Gather every line in the records below that contains the word "yellow", and copy each of those lines in full.
** start Provided material **
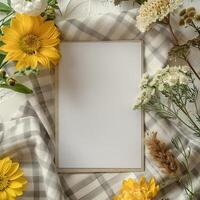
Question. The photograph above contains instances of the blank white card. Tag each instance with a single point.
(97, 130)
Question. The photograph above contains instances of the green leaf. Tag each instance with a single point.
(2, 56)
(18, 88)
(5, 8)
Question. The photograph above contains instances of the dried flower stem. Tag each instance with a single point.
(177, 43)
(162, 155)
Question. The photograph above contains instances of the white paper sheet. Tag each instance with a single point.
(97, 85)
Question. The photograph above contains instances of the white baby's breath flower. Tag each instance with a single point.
** end Provided material **
** start Provided material **
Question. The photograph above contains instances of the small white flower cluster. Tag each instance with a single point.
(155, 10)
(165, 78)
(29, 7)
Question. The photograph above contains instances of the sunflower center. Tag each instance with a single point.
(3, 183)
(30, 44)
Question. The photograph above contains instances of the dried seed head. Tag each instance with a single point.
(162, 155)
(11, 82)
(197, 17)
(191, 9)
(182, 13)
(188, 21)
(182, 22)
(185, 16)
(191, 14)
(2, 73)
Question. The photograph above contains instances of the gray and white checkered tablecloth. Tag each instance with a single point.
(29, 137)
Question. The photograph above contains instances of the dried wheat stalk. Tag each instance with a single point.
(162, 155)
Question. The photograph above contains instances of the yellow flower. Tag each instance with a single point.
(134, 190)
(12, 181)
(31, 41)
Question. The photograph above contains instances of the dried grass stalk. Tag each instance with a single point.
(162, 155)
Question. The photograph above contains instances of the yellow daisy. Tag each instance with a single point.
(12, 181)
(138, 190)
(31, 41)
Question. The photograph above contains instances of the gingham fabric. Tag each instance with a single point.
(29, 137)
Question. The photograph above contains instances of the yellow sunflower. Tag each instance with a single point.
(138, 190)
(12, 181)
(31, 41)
** end Provided material **
In response:
Question. The photograph above contains instances of the yellow flower. Tag each instance with a single point.
Question. The photograph above contains instances of the yellow daisy. Tag each instance with a single point.
Question. The photograph above contains instances of the yellow sunflower. Tag each instance with a single point.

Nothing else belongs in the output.